- [Página]:
——

Tom Strong: De novo. Tom Strong está na mesma categoria: uma tentativa de recriar alguns dos antigos heróis populares que têm influência nos primeiros super-heróis americanos, como Tarzan e Doc Savage. A tentativa foi de cozer tudo isso numa fórmula, num molde de super-herói que pudesse ter existido no passado - antes do Super-Homem ter sido criado em 1938. É... Tom Strong. Nós temos uma porção de influências misturadas aqui: temos Tintin, nacos de Capitão Marvel, um punhado de variados ingredientes do pop que estavam à mesa para ser brincados. E sem dizer que Chris Sprouse fez um trabalho tremendo nos desenhos. Mas é um título que faz parte daquela leva de Top Ten, dessa máquina de negócios em quadrinhos que larguei mão...

A Piada Mortal. Ao lado de Asilo Arkham, de Grant Morrison e Dave McKean, redefiniu a relação entre o Batman e o Coringa: A Piada Mortal... Esse foi um gibi que me incomoda um pouco. Embora tenha uma arte adorável nunca me fez sentir que havia uma história boa de verdade por trás. Quer dizer, dentre essas histórias que não me pertencem mais e que já não me dizem mais nada, acho que Piada Mortal tem um enredo porco, sujo. A violência que existe ali não me parece hoje servir para nenhum motivo além de chocar valores. Eu não acho que seja sobre algo interessante... Veja, V de Vingança tratava do princípio da liberdade. Watchmen, tratava do poder. Piada Mortal é apenas sobre o Batman e o Coringa, dois personagens que você jamais encontrará na vida real, nunca verá alguém que os lembre, que tenha algo deles. Essa história não tem aplicação alguma para a vida dos leitores. Pelo contrário. Ela conta apenas com alguns truques que usei para chocar. Não gosto do meu trabalho nessa HQ, apesar de inegavelmente Brian Bolland ter feito um trabalho maravilhoso na arte.

Você escreveu algumas das histórias mais elogiadas do Superman. Gosta delas? Humm... Eu me diverti enquanto as fiz. A coisa é que a DC Comics nunca demonstrou qualquer respeito pelo Superman. Cara, eu fiquei cansado. Todos esses personagens foram roubados. Batman, Superman, cada personagem que pertence à DC ou à Marvel foi roubado, surrupiado de pessoas que, em geral, foram para o túmulo enganadas, traídas e empobrecidas. Eu jamais, jamais consideraria trabalhar com esses personagens novamente porque as únicas pessoas beneficiadas com isso seriam as que fazem parte desse séqüito da Warner Bros. Não há vantagem. Se eu fizer uma boa história do Superman, não haverá vantagem... Eles apenas venderão mais gibis baseados em personagens que roubaram. Não. Não faria. Quer dizer, dei o meu melhor nessas histórias, e foi ótimo trabalhar com [o editor] Julius Schwarz e [o desenhista] Curt Swan... Mas, de novo, pra te falar a verdade, é um material em que não penso mais, sabe?

——

- [Dados fornecidos]:

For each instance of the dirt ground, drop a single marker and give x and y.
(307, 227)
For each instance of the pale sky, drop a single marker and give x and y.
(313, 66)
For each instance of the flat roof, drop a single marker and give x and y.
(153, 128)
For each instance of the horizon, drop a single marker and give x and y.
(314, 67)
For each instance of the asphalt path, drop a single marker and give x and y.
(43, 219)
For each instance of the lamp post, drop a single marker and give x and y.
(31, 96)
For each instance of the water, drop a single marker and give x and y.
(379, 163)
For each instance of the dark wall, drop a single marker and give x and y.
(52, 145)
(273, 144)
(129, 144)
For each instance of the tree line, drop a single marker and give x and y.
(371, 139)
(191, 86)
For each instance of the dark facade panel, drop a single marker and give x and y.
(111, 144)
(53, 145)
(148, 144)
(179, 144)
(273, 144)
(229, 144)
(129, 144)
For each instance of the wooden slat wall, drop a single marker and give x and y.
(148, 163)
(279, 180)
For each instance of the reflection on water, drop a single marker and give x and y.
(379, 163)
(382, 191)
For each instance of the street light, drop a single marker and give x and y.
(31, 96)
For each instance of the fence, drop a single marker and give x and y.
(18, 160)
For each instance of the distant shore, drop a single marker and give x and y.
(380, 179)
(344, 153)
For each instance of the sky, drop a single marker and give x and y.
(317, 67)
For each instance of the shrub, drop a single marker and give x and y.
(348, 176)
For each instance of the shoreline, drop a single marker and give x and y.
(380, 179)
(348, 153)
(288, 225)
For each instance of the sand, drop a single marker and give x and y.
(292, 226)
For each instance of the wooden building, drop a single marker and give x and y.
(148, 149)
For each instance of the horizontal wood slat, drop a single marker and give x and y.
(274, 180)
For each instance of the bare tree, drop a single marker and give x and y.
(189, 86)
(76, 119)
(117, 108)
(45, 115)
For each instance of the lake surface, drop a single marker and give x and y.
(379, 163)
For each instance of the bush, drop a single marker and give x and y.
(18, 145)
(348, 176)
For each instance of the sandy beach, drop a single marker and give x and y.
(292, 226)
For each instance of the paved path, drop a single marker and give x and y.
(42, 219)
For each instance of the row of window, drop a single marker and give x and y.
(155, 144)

——

- [O que fazer]:
[1] Organize em lista numerada as linhas dos registros, começando pela linha que contém "For each instance of the sand, drop" e terminando no fim dos registros, incluindo as duas pontas e omitindo as linhas em branco.
[2] Retome o texto sobre quadrinhos a partir de onde ele termina.

- [Respostas do exercício]:
[1]
1. For each instance of the sand, drop a single marker and give x and y.
2. (292, 226)
3. For each instance of the wooden building, drop a single marker and give x and y.
4. (148, 149)
5. For each instance of the horizontal wood slat, drop a single marker and give x and y.
6. (274, 180)
7. For each instance of the bare tree, drop a single marker and give x and y.
8. (189, 86)
9. (76, 119)
10. (117, 108)
11. (45, 115)
12. For each instance of the lake surface, drop a single marker and give x and y.
13. (379, 163)
14. For each instance of the bush, drop a single marker and give x and y.
15. (18, 145)
16. (348, 176)
17. For each instance of the sandy beach, drop a single marker and give x and y.
18. (292, 226)
19. For each instance of the paved path, drop a single marker and give x and y.
20. (42, 219)
21. For each instance of the row of window, drop a single marker and give x and y.
22. (155, 144)

[2]
Certo. Watchmen, seu trabalho mais conhecido. Humm... Aqui é complicado. Watchmen foi o trabalho mais triste, mais difícil que me foi tirado porque ele foi um dos melhores. Uma obra maravilhosa, mas está nessa lista de criações minhas roubadas por essa empresa odiosa... Lamento muito. Acredito que Dave Gibbons e eu fizemos um trabalho fantástico. Fiquei realmente orgulhoso desse título. Foi um jeito totalmente diferente de contar uma história sobre super-heróis. O problema é que Watchmen impulsionou o surgimento de um terrível monte de baboseiras, de narrativas de super-heróis sombrias, amargas, pretensiosas. Uma capa negra sobre o mercado. Jamais foi a minha intenção. Surgiu uma quantidade horrorosa de títulos na esteira de Watchmen que eram simplesmente violentos e cruéis. Uma leitura dos super-heróis que não dava a mínima para o material inteligente que estávamos aplicando na série, para o jeito de contar a história, para a sofisticação da narrativa e sem perceber a nossa visão do mundo à época. Então, por mais que eu goste de Watchmen, ela provavelmente teve um efeito negativo enorme nos quadrinhos americanos de super-heróis.

O curioso é que muita gente diz que Watchmen salvou esse mercado. A série teria alçado as HQs a um patamar mais realista, no limite em que realismo e super-heróis, juntos numa frase, façam sentido. Foi tão negativo assim? Por quê? O negócio é que as pessoas viram que aquilo vendeu bem. Infelizmente, a vasta maioria dos escritores que trabalham nos quadrinhos americanos não é realmente boa. E acredito que um bocado deles pensou que Watchmen era algo que parecia tão moderno... Algo que poderia, e de fato o fez, criar uma moda: "Oh, ele está lidando com mascarados! Mas, nossa senhora!, ele os está colocando de um jeito sombrio e amargo". O triste é que eu sabia que eles não seriam capazes de reproduzir as coisas que nós estávamos fazendo em Watchmen. Apenas copiaram as coisas que conseguiram - a atmosfera superviolenta, depressiva que está no original. Mas se havia esse clima opressivo, sombrio em alguma edição, olha só que surpresa: a gente fazia a seguinte com algo surpreendentemente agradável ou iluminado. Nós tentamos equilibrar. Não era apenas ficar apertando a tecla preta do piano de novo, de novo e de novo... Estávamos tentando botar referências a uma cultura ampla. E o que isso fez? Provocou nas pessoas uma corrida por nomes, por referências culturais não a serviço da história, mas simplesmente para mostrar o quão batuta o sujeito ali era... Não tinha nexo. E aí deu nisso: apareceu uma pancada de gibis pós-Watchmen em que eu só conseguia ver um reflexo do trabalho que fizemos. Foi um jeito um bocado distorcido de ter reconhecimento...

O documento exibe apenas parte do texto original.